WHAT THE EXERCISE ASKS:
How many lines in the records below hold the string "young"? Please answer with the number and nothing more.

--- INFORMATION SUPPLIED ---

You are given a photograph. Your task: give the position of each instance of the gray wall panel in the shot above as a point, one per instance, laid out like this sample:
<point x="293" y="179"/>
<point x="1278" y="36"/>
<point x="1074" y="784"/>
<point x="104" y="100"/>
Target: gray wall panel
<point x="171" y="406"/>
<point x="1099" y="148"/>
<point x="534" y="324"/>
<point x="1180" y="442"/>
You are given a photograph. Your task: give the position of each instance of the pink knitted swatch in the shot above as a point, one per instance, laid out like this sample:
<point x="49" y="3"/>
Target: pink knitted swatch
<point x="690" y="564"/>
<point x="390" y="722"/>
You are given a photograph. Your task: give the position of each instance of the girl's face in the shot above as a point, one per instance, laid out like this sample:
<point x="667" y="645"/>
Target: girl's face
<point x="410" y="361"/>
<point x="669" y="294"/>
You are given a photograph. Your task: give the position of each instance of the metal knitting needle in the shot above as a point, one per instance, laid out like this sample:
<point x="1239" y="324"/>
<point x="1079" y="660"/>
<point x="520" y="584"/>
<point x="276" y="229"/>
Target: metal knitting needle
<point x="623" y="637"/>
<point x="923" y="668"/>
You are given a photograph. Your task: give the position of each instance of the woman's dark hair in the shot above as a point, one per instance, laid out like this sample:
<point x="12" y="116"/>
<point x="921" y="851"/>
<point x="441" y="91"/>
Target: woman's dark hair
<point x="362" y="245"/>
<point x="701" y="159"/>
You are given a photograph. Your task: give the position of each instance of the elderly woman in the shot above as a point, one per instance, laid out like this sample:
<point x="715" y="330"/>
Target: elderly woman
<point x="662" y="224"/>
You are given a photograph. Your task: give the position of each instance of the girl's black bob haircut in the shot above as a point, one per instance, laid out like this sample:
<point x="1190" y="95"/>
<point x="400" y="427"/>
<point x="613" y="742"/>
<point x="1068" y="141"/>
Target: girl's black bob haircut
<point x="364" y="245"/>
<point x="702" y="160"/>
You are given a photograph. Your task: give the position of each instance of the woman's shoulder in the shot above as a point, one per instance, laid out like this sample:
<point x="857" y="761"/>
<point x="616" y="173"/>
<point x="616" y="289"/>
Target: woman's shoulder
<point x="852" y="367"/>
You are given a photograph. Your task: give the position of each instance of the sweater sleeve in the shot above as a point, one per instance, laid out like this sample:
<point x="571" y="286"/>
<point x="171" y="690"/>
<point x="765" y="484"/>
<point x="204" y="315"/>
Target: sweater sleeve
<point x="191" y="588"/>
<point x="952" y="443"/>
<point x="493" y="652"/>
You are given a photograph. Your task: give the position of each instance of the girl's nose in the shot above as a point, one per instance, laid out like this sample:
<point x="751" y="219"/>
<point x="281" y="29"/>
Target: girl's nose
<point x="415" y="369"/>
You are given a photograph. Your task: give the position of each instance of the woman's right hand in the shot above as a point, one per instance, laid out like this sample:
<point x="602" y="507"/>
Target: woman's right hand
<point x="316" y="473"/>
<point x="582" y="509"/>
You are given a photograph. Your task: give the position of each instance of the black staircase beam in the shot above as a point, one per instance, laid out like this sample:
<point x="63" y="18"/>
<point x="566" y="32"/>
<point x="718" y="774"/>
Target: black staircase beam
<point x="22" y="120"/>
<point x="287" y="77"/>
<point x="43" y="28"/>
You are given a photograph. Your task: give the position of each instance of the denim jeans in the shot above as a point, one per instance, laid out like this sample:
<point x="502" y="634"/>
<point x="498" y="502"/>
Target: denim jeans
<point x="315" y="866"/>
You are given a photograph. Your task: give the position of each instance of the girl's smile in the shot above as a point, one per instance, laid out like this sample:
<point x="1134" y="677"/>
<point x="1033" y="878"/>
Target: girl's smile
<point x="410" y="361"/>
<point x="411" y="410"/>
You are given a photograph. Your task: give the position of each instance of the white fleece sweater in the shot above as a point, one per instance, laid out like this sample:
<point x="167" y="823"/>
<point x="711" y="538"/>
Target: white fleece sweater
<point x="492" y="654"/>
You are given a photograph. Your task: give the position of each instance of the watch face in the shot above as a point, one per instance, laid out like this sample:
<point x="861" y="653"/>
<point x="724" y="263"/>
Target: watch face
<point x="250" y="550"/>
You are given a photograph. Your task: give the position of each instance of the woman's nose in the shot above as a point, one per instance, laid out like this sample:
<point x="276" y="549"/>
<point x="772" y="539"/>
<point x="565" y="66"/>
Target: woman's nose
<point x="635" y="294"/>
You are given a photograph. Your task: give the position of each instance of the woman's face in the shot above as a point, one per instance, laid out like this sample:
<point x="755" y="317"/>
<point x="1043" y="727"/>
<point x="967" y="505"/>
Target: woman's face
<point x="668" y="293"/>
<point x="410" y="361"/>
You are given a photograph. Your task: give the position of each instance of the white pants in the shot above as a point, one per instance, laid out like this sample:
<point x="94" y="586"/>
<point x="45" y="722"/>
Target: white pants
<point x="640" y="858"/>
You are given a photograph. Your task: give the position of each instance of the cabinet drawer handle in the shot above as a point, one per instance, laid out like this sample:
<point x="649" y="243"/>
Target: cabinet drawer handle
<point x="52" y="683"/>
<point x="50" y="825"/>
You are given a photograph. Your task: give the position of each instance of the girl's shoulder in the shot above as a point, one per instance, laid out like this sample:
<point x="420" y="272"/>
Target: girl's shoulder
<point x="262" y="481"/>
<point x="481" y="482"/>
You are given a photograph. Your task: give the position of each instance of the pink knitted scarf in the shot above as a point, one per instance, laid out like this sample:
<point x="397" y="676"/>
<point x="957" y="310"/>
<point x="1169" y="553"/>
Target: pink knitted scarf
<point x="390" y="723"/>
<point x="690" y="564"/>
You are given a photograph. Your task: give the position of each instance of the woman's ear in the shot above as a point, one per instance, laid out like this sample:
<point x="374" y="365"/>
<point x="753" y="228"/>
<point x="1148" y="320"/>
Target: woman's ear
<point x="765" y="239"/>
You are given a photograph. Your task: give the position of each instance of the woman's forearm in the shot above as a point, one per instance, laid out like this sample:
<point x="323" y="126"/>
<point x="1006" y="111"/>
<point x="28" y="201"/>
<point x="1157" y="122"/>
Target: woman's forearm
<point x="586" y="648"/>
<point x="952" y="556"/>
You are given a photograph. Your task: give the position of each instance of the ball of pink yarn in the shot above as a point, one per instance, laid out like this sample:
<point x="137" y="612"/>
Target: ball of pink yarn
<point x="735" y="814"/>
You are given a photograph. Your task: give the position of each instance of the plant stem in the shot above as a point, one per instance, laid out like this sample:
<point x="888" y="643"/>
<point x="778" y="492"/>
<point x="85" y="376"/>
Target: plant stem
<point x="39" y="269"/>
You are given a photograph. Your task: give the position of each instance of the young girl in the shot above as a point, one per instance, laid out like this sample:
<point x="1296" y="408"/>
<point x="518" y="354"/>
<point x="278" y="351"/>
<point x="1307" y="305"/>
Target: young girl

---

RESPONSE BELOW:
2